Artificial Intelligence & Machine Learning
                                                    ,
                                                            Next-Generation Technologies & Secure Development
                                                    
                    Training AI With Synthetic Data Can Lead to Model Collapse
                

Google’s Bard claimed the James Webb Space Telescope “took the very first pictures of a planet outside of our own solar system,” Microsoft’s Bing said a cease-fire was reached in the Israel-Hamas conflict, and AI Overviews once famously advised users to put glue on their pizzas.
See Also: Mitigating Identity Risks, Lateral Movement and Privilege Escalation
AI’s strained relationship with the truth, also called hallucinations, could easily get worse.
Using facts to train artificial intelligence models is getting tougher, as companies run out of real-world data. AI-generated synthetic data is touted as a viable replacement, but experts say this may exacerbate hallucinations, which are already one of the biggest pain points of machine learning models.
An AI model’s accuracy and reliability depend on its training data.
+ + +
▶ [BRIEF 1]:
According to the article on synthetic data and model collapse, why is it getting harder to train AI models on facts? Answer in one to three sentences.
▶ [BRIEF 2]:
Quote the article on synthetic data and model collapse, starting at "Artificial Intelligence &" and ending at "on their pizzas.".
These lines have no connection to the article on synthetic data and model collapse.

(Collection entries)
+ + +
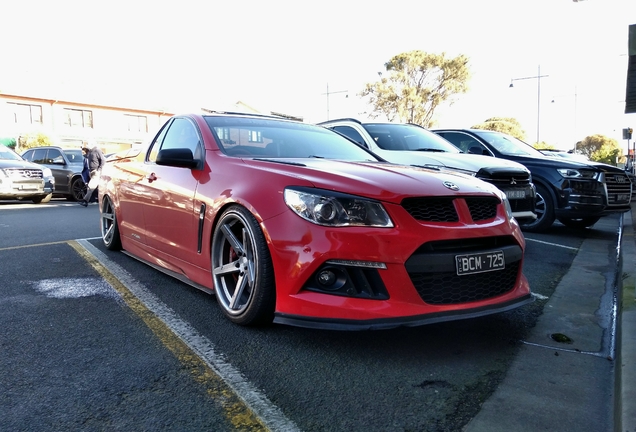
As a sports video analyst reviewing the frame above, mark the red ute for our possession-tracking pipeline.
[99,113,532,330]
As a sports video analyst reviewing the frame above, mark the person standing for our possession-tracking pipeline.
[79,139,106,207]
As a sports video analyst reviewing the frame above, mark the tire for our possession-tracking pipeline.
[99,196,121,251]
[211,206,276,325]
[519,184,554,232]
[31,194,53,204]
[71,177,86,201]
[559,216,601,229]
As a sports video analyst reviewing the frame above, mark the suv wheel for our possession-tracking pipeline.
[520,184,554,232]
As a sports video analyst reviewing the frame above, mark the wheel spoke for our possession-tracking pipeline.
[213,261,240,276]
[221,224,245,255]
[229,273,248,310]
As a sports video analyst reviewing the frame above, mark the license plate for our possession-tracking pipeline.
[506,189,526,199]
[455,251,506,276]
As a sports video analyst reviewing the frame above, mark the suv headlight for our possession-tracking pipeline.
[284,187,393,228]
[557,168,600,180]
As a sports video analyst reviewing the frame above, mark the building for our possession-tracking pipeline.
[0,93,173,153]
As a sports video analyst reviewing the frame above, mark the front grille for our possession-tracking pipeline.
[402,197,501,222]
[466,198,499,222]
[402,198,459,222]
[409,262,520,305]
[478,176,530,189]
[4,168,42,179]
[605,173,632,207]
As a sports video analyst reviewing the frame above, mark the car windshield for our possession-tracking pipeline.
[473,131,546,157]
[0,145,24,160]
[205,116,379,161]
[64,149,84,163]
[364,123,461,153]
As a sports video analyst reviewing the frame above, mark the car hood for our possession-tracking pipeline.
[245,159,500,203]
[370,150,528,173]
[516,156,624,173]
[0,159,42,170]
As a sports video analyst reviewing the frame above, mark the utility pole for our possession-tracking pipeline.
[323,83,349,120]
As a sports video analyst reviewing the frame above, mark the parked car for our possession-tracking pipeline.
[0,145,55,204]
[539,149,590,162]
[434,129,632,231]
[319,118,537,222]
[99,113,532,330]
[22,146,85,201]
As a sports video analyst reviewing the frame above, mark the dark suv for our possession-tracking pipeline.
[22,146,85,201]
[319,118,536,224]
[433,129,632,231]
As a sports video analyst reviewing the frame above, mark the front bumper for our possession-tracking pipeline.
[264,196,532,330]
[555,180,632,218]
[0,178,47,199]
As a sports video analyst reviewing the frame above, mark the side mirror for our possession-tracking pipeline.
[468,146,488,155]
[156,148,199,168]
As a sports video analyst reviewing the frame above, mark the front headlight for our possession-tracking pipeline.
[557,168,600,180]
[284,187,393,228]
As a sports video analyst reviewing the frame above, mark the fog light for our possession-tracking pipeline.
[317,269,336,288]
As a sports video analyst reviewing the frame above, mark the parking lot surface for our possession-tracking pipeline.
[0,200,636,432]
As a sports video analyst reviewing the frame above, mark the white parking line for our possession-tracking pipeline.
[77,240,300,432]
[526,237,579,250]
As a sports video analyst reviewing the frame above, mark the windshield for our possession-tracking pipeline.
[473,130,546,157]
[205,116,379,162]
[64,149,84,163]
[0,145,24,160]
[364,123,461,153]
+ + +
▶ [TASK ANSWER 1]:
Training AI models on facts is getting harder because companies are running out of real-world data.

▶ [TASK ANSWER 2]:
Artificial Intelligence & Machine Learning
                                                    ,
                                                            Next-Generation Technologies & Secure Development
                                                    
                    Training AI With Synthetic Data Can Lead to Model Collapse
                

Google’s Bard claimed the James Webb Space Telescope “took the very first pictures of a planet outside of our own solar system,” Microsoft’s Bing said a cease-fire was reached in the Israel-Hamas conflict, and AI Overviews once famously advised users to put glue on their pizzas.